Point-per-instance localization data

__________

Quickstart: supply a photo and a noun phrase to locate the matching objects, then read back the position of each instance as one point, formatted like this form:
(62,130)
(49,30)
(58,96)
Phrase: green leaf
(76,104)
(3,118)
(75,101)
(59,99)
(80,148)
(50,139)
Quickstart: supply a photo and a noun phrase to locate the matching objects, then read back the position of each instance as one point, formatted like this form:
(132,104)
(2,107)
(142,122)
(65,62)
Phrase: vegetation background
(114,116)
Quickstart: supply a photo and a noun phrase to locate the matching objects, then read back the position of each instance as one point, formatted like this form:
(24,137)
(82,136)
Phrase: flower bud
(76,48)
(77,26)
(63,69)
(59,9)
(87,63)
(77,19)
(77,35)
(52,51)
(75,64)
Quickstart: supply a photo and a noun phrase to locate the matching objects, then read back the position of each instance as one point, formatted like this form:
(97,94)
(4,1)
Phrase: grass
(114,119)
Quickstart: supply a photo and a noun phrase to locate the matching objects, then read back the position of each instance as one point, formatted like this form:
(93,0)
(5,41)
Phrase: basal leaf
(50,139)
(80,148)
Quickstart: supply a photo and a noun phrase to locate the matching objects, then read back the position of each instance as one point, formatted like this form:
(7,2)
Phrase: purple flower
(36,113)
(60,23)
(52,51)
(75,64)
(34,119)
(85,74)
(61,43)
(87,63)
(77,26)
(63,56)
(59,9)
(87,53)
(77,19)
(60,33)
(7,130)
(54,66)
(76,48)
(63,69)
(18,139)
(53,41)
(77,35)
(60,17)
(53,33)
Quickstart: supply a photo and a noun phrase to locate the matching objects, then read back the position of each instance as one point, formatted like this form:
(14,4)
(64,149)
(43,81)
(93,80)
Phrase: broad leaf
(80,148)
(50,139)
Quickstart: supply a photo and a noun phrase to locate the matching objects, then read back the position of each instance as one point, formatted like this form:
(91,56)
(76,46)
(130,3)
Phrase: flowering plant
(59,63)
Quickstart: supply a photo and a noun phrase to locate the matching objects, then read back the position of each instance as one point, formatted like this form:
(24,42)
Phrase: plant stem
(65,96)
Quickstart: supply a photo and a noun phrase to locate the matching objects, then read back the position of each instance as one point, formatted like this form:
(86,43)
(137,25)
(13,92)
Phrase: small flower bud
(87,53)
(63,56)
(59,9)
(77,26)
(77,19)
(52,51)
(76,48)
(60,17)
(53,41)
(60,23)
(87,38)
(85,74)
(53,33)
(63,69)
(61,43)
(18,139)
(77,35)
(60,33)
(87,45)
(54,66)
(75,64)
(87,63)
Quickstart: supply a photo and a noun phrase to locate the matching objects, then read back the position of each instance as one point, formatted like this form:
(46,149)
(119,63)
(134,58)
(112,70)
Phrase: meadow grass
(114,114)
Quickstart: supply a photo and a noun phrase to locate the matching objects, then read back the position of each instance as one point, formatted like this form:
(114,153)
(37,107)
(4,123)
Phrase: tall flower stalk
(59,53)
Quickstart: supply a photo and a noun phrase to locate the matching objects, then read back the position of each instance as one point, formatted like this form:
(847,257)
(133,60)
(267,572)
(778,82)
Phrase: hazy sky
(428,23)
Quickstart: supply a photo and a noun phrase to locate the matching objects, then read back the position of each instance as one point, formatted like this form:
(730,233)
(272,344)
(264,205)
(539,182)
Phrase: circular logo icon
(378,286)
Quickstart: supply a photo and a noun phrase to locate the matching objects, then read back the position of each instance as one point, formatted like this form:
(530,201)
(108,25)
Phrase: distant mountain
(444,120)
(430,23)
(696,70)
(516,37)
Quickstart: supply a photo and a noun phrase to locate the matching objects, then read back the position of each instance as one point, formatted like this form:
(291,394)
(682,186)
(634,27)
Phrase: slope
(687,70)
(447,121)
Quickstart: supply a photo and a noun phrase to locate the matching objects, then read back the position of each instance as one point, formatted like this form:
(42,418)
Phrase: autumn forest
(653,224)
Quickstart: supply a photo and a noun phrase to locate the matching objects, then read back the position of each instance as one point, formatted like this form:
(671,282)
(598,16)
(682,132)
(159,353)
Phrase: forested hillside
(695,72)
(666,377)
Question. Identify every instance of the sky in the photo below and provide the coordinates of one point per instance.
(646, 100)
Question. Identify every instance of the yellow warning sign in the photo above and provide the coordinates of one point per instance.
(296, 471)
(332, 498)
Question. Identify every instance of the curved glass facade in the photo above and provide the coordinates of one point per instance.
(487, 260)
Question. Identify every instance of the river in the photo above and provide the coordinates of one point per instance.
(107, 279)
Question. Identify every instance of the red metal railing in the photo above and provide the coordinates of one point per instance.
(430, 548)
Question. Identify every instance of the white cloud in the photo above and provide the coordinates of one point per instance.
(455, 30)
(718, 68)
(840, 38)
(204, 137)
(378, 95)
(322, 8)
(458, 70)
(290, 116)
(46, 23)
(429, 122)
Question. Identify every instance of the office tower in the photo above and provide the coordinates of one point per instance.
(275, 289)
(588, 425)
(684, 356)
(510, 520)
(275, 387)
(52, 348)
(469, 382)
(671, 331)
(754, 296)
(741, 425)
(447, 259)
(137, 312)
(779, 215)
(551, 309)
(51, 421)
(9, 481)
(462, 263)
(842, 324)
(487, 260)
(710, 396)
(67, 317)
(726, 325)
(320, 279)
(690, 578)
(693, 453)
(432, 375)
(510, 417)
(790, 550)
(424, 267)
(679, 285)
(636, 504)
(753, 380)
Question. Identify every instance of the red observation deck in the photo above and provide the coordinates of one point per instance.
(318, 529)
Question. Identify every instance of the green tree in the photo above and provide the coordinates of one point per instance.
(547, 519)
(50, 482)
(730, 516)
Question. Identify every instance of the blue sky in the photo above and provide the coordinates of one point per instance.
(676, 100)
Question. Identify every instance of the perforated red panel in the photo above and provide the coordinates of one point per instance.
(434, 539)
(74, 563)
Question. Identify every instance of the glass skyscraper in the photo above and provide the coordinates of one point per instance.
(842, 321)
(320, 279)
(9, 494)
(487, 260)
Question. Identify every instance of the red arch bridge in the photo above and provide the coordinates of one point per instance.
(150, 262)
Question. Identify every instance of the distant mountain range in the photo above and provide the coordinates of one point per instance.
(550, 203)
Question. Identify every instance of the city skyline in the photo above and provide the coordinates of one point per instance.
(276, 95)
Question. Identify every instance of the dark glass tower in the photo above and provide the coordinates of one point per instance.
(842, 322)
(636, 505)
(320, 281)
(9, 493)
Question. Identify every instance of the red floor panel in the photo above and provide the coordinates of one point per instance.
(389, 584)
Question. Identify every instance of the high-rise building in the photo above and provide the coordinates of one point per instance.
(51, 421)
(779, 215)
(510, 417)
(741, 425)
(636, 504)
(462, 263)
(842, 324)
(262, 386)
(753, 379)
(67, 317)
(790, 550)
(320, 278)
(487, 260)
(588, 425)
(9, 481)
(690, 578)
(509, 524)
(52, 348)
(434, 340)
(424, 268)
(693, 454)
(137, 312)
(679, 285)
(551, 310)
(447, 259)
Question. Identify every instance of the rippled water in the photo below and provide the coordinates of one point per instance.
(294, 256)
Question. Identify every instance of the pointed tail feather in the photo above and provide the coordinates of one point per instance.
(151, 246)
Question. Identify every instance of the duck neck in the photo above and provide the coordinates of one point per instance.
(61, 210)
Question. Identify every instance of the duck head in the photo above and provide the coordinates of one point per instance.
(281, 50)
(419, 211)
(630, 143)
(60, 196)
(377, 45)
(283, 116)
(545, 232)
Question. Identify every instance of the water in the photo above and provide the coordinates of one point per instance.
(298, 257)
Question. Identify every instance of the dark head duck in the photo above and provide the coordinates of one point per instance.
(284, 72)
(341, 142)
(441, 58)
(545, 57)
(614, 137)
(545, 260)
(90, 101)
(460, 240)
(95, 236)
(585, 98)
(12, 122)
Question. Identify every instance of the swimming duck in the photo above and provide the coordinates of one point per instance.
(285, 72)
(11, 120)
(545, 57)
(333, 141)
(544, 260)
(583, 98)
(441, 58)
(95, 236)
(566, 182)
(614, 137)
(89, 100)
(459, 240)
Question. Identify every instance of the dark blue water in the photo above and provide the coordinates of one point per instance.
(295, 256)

__________

• WHAT YOU NEED TO DO: Starting at the line that contains "Question. Identify every instance of the water", copy each line through the last one in the records, exactly, and output nothing else.

• REPLY:
Question. Identify every instance of the water in the photo above and provide the coordinates of one point per instance.
(298, 257)
Question. Identify every instance of the dark head duck in the photo above and provide the coordinates of one point per instance.
(284, 72)
(341, 142)
(441, 58)
(545, 57)
(614, 137)
(545, 260)
(90, 101)
(460, 240)
(95, 236)
(585, 98)
(12, 122)
Question. Identify every instance of the swimming duck in the photo above and provide the coordinates of one point per instance.
(285, 72)
(11, 120)
(545, 57)
(333, 141)
(544, 260)
(583, 98)
(441, 58)
(95, 236)
(566, 182)
(614, 137)
(89, 100)
(459, 240)
Question. Identify every instance of the dark blue water in the photo above and provide the coordinates of one point per instance.
(295, 256)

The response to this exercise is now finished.